Dataset entries below:

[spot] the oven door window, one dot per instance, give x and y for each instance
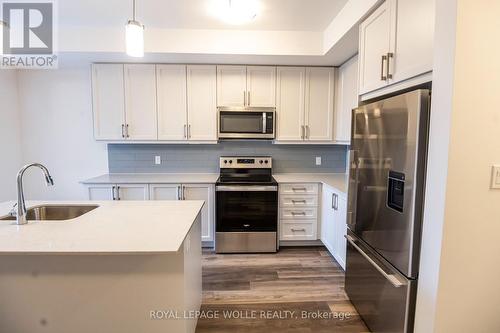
(247, 211)
(241, 122)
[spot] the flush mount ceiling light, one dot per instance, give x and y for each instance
(134, 36)
(235, 11)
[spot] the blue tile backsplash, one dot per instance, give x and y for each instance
(183, 158)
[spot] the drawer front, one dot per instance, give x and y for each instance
(299, 213)
(287, 201)
(298, 188)
(298, 231)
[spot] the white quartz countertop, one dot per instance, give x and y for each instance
(115, 227)
(154, 178)
(338, 181)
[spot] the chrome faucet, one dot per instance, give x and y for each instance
(21, 205)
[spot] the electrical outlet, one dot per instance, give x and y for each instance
(495, 177)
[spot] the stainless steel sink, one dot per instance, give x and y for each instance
(54, 213)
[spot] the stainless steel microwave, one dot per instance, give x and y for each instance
(247, 123)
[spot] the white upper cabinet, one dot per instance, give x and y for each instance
(346, 99)
(172, 102)
(140, 102)
(242, 86)
(261, 86)
(231, 85)
(319, 98)
(290, 103)
(201, 102)
(374, 46)
(414, 39)
(108, 101)
(305, 98)
(396, 43)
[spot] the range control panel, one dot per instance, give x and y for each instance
(254, 162)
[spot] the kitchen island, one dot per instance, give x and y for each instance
(122, 267)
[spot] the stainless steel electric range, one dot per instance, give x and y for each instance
(246, 206)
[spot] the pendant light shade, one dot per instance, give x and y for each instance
(134, 37)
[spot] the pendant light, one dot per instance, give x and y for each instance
(134, 36)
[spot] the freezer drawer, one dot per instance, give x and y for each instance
(383, 297)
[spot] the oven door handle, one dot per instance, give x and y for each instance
(250, 188)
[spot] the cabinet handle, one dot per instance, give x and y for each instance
(296, 201)
(298, 213)
(382, 76)
(389, 56)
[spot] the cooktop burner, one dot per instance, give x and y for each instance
(246, 171)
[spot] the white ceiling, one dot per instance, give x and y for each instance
(283, 15)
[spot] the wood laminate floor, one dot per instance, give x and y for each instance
(297, 290)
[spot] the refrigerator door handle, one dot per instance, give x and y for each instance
(390, 277)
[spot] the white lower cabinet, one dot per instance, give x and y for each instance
(298, 212)
(118, 192)
(203, 192)
(334, 223)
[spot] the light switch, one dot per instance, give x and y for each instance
(495, 177)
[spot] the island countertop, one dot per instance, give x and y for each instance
(115, 227)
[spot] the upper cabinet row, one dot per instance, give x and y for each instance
(241, 86)
(396, 43)
(178, 103)
(139, 102)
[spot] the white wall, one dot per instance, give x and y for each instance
(10, 135)
(56, 111)
(458, 282)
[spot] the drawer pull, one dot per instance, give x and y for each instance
(297, 201)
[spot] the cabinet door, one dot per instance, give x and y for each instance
(140, 102)
(290, 103)
(319, 94)
(132, 192)
(172, 103)
(164, 191)
(203, 192)
(231, 85)
(202, 109)
(340, 231)
(108, 101)
(100, 192)
(327, 220)
(374, 43)
(414, 39)
(346, 99)
(261, 86)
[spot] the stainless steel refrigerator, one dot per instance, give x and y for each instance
(386, 195)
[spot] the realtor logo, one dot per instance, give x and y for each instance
(28, 34)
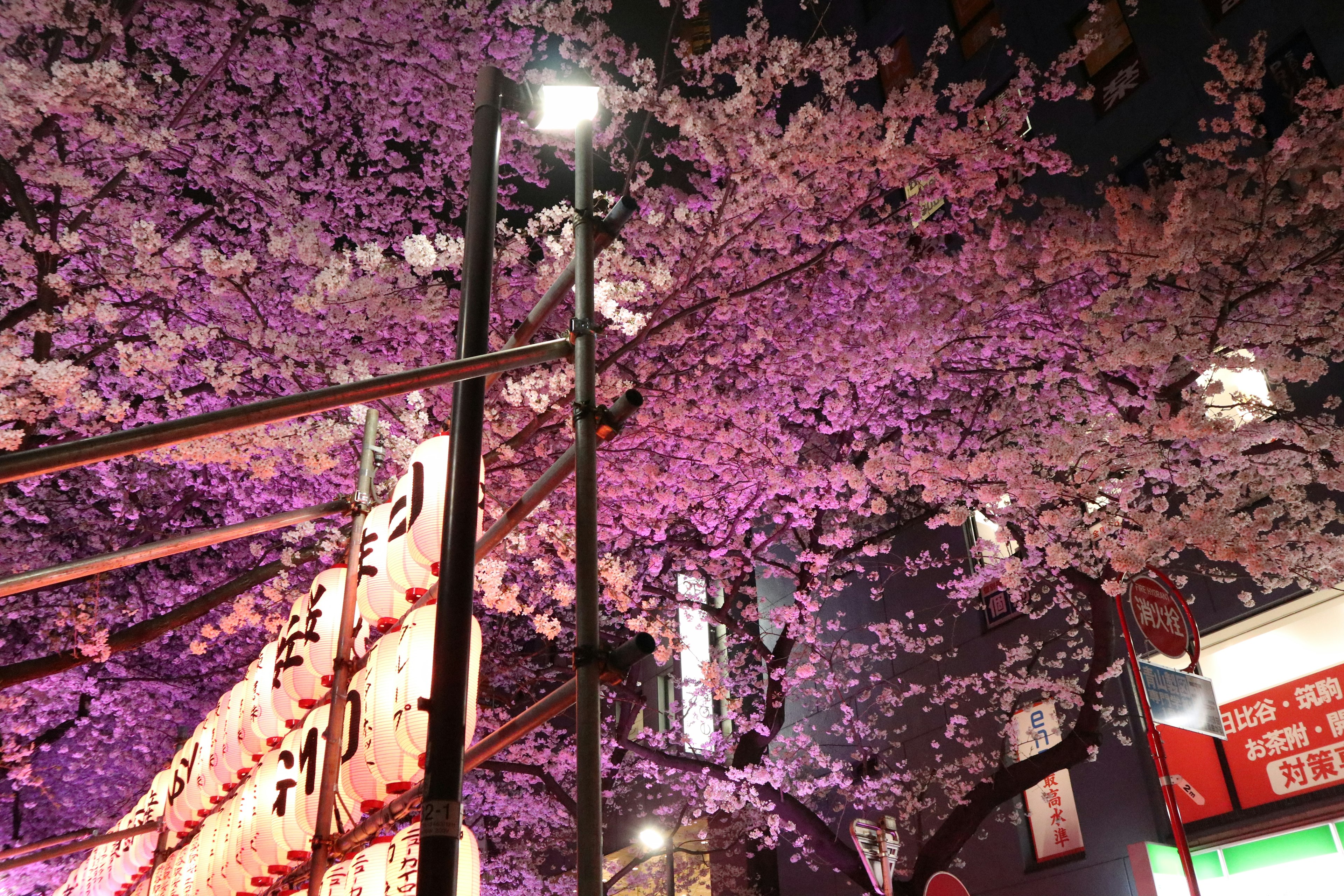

End of Dataset entries.

Transcribe all of the data above exactly; no picture belongs in the copy.

▸ Output of the task
[spot] the oven door window, one dot per instance, give x and y for each instance
(247, 211)
(241, 122)
[spot] the flush mount ceiling light, one dot per instance, give x and y for each instance
(134, 36)
(235, 11)
[spot] the blue tile backsplash, one dot per instance, give x and y for each instance
(183, 158)
[spot] the drawer front, one dot per instance, give x and y for each instance
(299, 213)
(287, 201)
(298, 188)
(298, 231)
[spot] the white quartz countertop, one dot per instance, give x and y for each instance
(115, 227)
(154, 178)
(338, 181)
[spot] the chrome faucet, one dot per instance, give x and y for each instance
(21, 205)
[spot] the electrical outlet, one dot per instance, give x and y for each instance
(495, 177)
[spot] the stainless steel sink, one dot per instance, give x and y for each instance
(54, 213)
[spot] the stainless steel microwave, one dot per instance, give x and y for each instance
(247, 123)
[spot] the white upper cabinet, one dot per instance, give x and y for each instance
(346, 99)
(172, 102)
(140, 102)
(242, 86)
(261, 86)
(231, 85)
(319, 98)
(290, 103)
(201, 102)
(374, 46)
(414, 39)
(108, 101)
(305, 98)
(396, 43)
[spot] the range control panel, one dot per instance, give x and y for each instance
(254, 162)
[spot] the kitchen island, one dot per instance, give x and y for each instance
(122, 267)
[spot] the stainless steel electric range, one dot per instance, give x and y for each instance
(246, 206)
[spot] the pendant light shade, one dot per instance, give x and y for each instance
(134, 37)
[spot] the pendant light, one dot per instance, give x and y for each instance
(134, 36)
[spot] the freezer drawer, one dot per instance, give x and y for each instance
(383, 297)
[spot] the oven door handle, one dot per instance, give x and y for each instance
(250, 188)
[spot] the cabinet handle, one dot per instance, give x and y for each instance
(296, 201)
(298, 213)
(382, 76)
(389, 56)
[spot] the cooktop burner, one dot per instance, give x and y for each instance
(246, 171)
[spot] the white ceiling, one dot per instance, give x and y for each instance
(283, 15)
[spot] the wood laminate floor, one dot per instance, give x and y for each instance
(297, 290)
[spot] the refrigerator door handle, one dot per instance, give x and y for each instance
(390, 277)
[spot] the white lower cabinet, one dot per instance, give x and y for each instance
(298, 212)
(118, 192)
(203, 192)
(334, 223)
[spot] the light switch, one dot per instance, give x and y for each instance
(495, 177)
[spot] the island countertop, one dot per instance, give x and y for each instance
(115, 227)
[spot] the upper cabinet row, one dot per instance, give x and y for each instance
(241, 86)
(396, 43)
(178, 103)
(139, 102)
[spot] the white wall, one dot per instance, give x and y for each instance
(10, 135)
(56, 111)
(458, 282)
[spot] the drawer pull, one dot per instance, give x and y for each instance
(297, 201)
[spot] the cabinet door, one dot per instance, give x and y for each instance
(140, 102)
(290, 103)
(319, 94)
(132, 192)
(172, 103)
(164, 191)
(203, 192)
(231, 85)
(202, 109)
(340, 231)
(108, 101)
(100, 192)
(327, 220)
(374, 43)
(414, 39)
(346, 99)
(261, 86)
[spot] the stainless steel refrigerator, one dot per instance, give x and y for each instance
(386, 195)
[spot] the realtor logo, one dot per instance, give x and y for each instance
(28, 34)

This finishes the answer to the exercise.